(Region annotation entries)

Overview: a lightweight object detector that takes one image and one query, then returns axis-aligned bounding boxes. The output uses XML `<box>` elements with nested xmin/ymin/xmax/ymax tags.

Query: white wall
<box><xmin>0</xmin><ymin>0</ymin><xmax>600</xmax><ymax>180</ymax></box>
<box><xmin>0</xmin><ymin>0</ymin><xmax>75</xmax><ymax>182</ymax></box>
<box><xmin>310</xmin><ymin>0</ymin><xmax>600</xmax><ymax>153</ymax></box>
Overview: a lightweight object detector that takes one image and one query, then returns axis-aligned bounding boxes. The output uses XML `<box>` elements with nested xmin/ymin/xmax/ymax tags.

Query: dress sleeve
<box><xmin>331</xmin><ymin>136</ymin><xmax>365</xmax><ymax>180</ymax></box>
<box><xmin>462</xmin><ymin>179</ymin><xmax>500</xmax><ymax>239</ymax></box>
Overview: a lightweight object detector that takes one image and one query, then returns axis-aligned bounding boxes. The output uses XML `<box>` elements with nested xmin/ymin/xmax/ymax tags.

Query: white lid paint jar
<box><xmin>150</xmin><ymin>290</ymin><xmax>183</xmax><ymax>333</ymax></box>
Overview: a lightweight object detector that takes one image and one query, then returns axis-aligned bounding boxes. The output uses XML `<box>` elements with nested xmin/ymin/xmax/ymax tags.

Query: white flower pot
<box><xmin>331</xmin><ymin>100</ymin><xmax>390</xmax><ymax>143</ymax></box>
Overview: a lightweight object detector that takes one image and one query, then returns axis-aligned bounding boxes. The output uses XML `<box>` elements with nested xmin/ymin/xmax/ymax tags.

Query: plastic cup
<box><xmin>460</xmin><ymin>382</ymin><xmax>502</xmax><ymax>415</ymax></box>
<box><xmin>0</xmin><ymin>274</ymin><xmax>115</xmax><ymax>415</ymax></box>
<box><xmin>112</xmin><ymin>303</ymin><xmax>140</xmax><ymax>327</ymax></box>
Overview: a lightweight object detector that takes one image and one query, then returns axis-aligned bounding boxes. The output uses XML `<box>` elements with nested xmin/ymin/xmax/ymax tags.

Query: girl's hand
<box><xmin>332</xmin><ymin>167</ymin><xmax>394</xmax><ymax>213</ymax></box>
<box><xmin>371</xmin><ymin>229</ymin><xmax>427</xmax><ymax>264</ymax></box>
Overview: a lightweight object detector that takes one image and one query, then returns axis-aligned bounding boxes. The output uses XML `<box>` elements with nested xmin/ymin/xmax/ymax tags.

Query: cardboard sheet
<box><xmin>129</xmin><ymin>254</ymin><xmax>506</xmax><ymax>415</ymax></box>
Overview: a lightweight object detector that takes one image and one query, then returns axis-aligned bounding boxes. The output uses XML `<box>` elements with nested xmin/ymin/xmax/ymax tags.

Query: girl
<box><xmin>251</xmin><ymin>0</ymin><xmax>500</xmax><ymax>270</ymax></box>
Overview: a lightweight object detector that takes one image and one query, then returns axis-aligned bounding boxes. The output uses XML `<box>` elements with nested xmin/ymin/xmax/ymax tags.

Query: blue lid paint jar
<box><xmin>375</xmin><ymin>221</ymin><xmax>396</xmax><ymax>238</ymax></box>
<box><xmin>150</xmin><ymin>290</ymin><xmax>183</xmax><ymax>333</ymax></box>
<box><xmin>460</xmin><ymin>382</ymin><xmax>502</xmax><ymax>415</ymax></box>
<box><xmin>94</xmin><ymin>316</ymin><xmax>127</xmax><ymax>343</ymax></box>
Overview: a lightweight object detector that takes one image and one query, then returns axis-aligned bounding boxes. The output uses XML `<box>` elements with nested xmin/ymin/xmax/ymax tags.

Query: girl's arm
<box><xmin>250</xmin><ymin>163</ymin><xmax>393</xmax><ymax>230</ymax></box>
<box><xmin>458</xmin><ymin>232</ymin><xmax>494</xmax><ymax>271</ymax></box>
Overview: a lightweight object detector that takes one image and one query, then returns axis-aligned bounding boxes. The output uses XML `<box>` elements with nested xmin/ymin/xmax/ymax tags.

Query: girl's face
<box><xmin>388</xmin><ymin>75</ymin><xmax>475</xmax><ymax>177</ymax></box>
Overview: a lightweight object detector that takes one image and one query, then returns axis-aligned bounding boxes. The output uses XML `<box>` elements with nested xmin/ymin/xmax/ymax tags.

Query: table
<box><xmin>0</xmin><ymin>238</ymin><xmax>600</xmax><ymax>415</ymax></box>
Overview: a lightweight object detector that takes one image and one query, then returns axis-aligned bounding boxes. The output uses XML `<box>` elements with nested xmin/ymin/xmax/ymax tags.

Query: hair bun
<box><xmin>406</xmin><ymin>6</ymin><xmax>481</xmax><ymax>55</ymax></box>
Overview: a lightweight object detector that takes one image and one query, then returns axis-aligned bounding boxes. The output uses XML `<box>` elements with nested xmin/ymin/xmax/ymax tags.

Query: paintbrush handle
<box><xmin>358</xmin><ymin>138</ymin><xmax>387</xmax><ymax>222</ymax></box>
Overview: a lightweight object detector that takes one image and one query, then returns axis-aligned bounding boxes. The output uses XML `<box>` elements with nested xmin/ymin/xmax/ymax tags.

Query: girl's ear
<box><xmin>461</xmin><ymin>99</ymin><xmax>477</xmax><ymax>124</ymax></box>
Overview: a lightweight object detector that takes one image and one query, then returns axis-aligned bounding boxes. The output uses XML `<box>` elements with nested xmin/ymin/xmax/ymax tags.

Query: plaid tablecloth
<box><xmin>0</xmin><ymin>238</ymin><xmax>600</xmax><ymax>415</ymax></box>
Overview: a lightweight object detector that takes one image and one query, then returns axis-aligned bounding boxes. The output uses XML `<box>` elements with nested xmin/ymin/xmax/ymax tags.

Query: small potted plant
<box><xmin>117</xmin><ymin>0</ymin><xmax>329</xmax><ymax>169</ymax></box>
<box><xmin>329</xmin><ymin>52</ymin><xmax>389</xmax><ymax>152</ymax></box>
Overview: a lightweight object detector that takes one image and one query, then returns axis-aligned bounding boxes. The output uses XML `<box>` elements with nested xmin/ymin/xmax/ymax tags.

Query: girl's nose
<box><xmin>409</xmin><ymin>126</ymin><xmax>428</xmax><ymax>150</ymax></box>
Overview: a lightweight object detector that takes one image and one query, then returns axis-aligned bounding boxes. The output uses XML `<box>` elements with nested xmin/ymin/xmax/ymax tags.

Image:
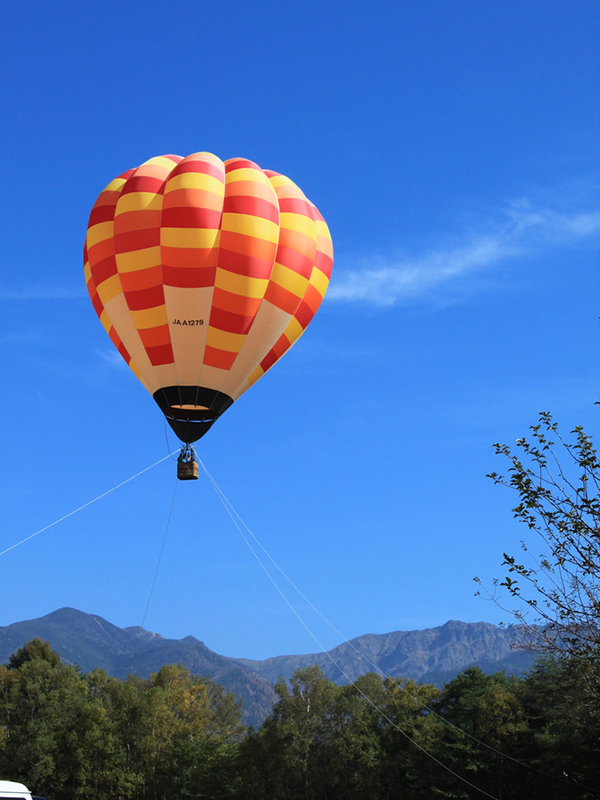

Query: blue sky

*What the task requires*.
Print out the material word for word, omitting the pictures.

*Task response*.
Overview: a lightweight object detector that takes one image and one query, then returns axis-aligned bounding boxes. The output uses XML `<box>` elements with nested xmin/ymin/xmax/ymax tags.

Query: white wall
<box><xmin>0</xmin><ymin>0</ymin><xmax>600</xmax><ymax>180</ymax></box>
<box><xmin>0</xmin><ymin>0</ymin><xmax>75</xmax><ymax>182</ymax></box>
<box><xmin>310</xmin><ymin>0</ymin><xmax>600</xmax><ymax>153</ymax></box>
Overview: a lightweight object detector that takes one image and one query, then returns axis-aligned bounding boxes. The output uses XML `<box>` elements with nested xmin/ymin/xmax/ymax tags.

Query: dress sleeve
<box><xmin>331</xmin><ymin>136</ymin><xmax>365</xmax><ymax>180</ymax></box>
<box><xmin>462</xmin><ymin>179</ymin><xmax>500</xmax><ymax>239</ymax></box>
Overview: a lightweight object detector that takes one image and one query, then returns axis-aligned bounding boxes. The output uses XML `<box>` elements with nested xmin/ymin/xmax/ymax tags.

Query: white lid paint jar
<box><xmin>150</xmin><ymin>290</ymin><xmax>183</xmax><ymax>333</ymax></box>
Overview: a lightweight object detector that takes one image and one query, then returns axis-aligned bounding boxes. The output uses XML `<box>` elements with nested xmin/ymin/xmax/ymax tags.

Query: white flower pot
<box><xmin>331</xmin><ymin>100</ymin><xmax>390</xmax><ymax>143</ymax></box>
Overview: a lightweight object detector that takes one image and one query, then returns axis-aligned bounding boxes. The output uses XML `<box>` elements with nested xmin/ymin/xmax/ymax tags.

Query: plastic cup
<box><xmin>460</xmin><ymin>382</ymin><xmax>502</xmax><ymax>415</ymax></box>
<box><xmin>0</xmin><ymin>274</ymin><xmax>115</xmax><ymax>415</ymax></box>
<box><xmin>112</xmin><ymin>303</ymin><xmax>140</xmax><ymax>327</ymax></box>
Overview: a lightweight object detector that takes one image and one query, then returns axis-aligned bounding boxes. The output uses XML `<box>` elements with nested xmin/ymin/xmax/ymax tags.

Query: girl's hand
<box><xmin>332</xmin><ymin>167</ymin><xmax>394</xmax><ymax>213</ymax></box>
<box><xmin>371</xmin><ymin>229</ymin><xmax>427</xmax><ymax>264</ymax></box>
Overview: a lightweight object detector that takes one image and one query, then returns axis-aligned bounding boxes. The output uses XML `<box>` elements with nested xmin/ymin/xmax/ymax tags.

Query: cardboard sheet
<box><xmin>129</xmin><ymin>254</ymin><xmax>506</xmax><ymax>415</ymax></box>
Overview: a lightweight object detector that takes one image and one query, then returns axis-aligned bounding boxes. The output uses XML `<box>` elements with nested xmin/ymin/xmax/ymax tags.

Query: girl
<box><xmin>251</xmin><ymin>0</ymin><xmax>500</xmax><ymax>270</ymax></box>
Overview: a lightweight object detector that takes one image and one query, then returns axis-aligned bounding boxes. The output uses XML `<box>` elements with nested xmin/ymin/xmax/ymax tags.

Query: blue lid paint jar
<box><xmin>375</xmin><ymin>221</ymin><xmax>396</xmax><ymax>238</ymax></box>
<box><xmin>150</xmin><ymin>290</ymin><xmax>183</xmax><ymax>333</ymax></box>
<box><xmin>460</xmin><ymin>382</ymin><xmax>502</xmax><ymax>415</ymax></box>
<box><xmin>94</xmin><ymin>316</ymin><xmax>127</xmax><ymax>343</ymax></box>
Overview: a lightweight object detector that takes one image and one query, then returns axis-aligned bounding boxes. The output uses XML `<box>` elements with nested xmin/ymin/xmax/ymax tags.

Query: girl's arm
<box><xmin>250</xmin><ymin>163</ymin><xmax>393</xmax><ymax>230</ymax></box>
<box><xmin>458</xmin><ymin>232</ymin><xmax>494</xmax><ymax>271</ymax></box>
Overview: a lightweight object detector that takes one image and one query, then returns axis-aligned bounding boxes. The output uses XML `<box>` elements with nested xmin/ymin/xmax/ymax tags.

Query: girl's face
<box><xmin>388</xmin><ymin>75</ymin><xmax>475</xmax><ymax>177</ymax></box>
Overview: a lightweight object detector that takes one image and one query, then returns axis-aligned bounding boxes. The output uses XML `<box>` elements with nested xmin/ymin/xmax/ymax tags.

Query: table
<box><xmin>0</xmin><ymin>238</ymin><xmax>600</xmax><ymax>415</ymax></box>
Overview: a lightweight object detector that takes one image and one query, then returns axis-aligned bounding boxes. The output uses XML `<box>` elements with nested xmin/ymin/xmax/ymax tags.

Query: hair bun
<box><xmin>406</xmin><ymin>6</ymin><xmax>481</xmax><ymax>55</ymax></box>
Overview: a lightweight object detector that takes one image and one query, then returns axis-aligned bounding boxes. The output uses XML `<box>` elements with nested xmin/ymin/xmax/ymax tags.

Query: paintbrush handle
<box><xmin>358</xmin><ymin>138</ymin><xmax>387</xmax><ymax>222</ymax></box>
Overview: a lightweight object detector that takes one image and one query, then returns axis-aligned bounding boxes. The output uses XML `<box>` elements with nested xmin/ymin/xmax/ymax tags.

Query: girl's ear
<box><xmin>461</xmin><ymin>99</ymin><xmax>477</xmax><ymax>124</ymax></box>
Overview: a lightweight object detector that takes one image and one query, then returns axis-aligned bounding boxes. The output uses XML `<box>` elements with nested xmin/ymin/xmax/ymax tags.

Query: plaid tablecloth
<box><xmin>0</xmin><ymin>238</ymin><xmax>600</xmax><ymax>415</ymax></box>
Overview: a lightweight object detector that takes one image and one query, then returns axis-aligned bounding boxes. The output uses XML `<box>` elements with nested xmin/ymin/xmax/ymax tags.

Query: small potted plant
<box><xmin>117</xmin><ymin>0</ymin><xmax>329</xmax><ymax>169</ymax></box>
<box><xmin>329</xmin><ymin>52</ymin><xmax>389</xmax><ymax>152</ymax></box>
Overview: a lightweight object detector that takes one image and one query, then returns axis-aligned bounding boxes. The output uses XML `<box>` elements with nested xmin/ymin/xmax/ymax tags.

Query: girl's nose
<box><xmin>409</xmin><ymin>126</ymin><xmax>428</xmax><ymax>150</ymax></box>
Overview: a lightweight object detector that takes one image and one query, then returns axis-aligned bounding boxes. The output uses XML `<box>` elements with nested xmin/ymin/xmax/ymax tags.

Image:

Query: blue sky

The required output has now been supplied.